Once the line containing "Mark the apple" is found in the data below, output that line and every line after it through the last, unchanged and with nothing else.

◇ ◇ ◇ ◇

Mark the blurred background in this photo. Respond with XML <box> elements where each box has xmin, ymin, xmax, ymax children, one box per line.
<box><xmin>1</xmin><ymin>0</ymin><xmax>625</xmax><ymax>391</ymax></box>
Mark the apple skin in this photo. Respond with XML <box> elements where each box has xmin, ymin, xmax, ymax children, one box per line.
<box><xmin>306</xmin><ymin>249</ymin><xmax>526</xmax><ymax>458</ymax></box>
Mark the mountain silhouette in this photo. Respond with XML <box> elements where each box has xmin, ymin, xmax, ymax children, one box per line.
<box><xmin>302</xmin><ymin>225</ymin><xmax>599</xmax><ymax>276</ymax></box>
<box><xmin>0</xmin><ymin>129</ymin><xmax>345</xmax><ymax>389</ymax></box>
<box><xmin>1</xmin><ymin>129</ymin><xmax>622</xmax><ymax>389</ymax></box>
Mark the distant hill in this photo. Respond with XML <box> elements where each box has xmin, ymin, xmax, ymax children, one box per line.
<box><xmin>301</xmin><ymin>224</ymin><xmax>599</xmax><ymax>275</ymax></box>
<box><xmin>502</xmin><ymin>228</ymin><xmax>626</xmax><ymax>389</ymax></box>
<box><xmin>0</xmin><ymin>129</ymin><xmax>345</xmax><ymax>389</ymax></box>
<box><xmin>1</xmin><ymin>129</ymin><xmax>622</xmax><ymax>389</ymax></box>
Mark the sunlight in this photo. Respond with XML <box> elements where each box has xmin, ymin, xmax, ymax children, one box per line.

◇ ◇ ◇ ◇

- [Written response]
Mark the apple skin in this photo. Respond with XML <box> elements where each box has xmin, ymin, xmax, ymax children, one box per line.
<box><xmin>306</xmin><ymin>249</ymin><xmax>526</xmax><ymax>458</ymax></box>
Mark the mountain silhouette in this photo. Respond with XML <box> elements where each box has xmin, ymin, xmax, ymax children, one box per line.
<box><xmin>302</xmin><ymin>225</ymin><xmax>599</xmax><ymax>276</ymax></box>
<box><xmin>0</xmin><ymin>129</ymin><xmax>345</xmax><ymax>389</ymax></box>
<box><xmin>1</xmin><ymin>129</ymin><xmax>622</xmax><ymax>389</ymax></box>
Mark the distant hill in this photo. Respond with XML <box> elements where each box has xmin, ymin, xmax, ymax children, one box per line.
<box><xmin>301</xmin><ymin>224</ymin><xmax>599</xmax><ymax>275</ymax></box>
<box><xmin>502</xmin><ymin>228</ymin><xmax>626</xmax><ymax>389</ymax></box>
<box><xmin>0</xmin><ymin>129</ymin><xmax>345</xmax><ymax>389</ymax></box>
<box><xmin>1</xmin><ymin>129</ymin><xmax>622</xmax><ymax>389</ymax></box>
Mark the sunlight in this photo. Respond with XML <box> elements where each box has xmin, ymin, xmax, ymax children, one box per line.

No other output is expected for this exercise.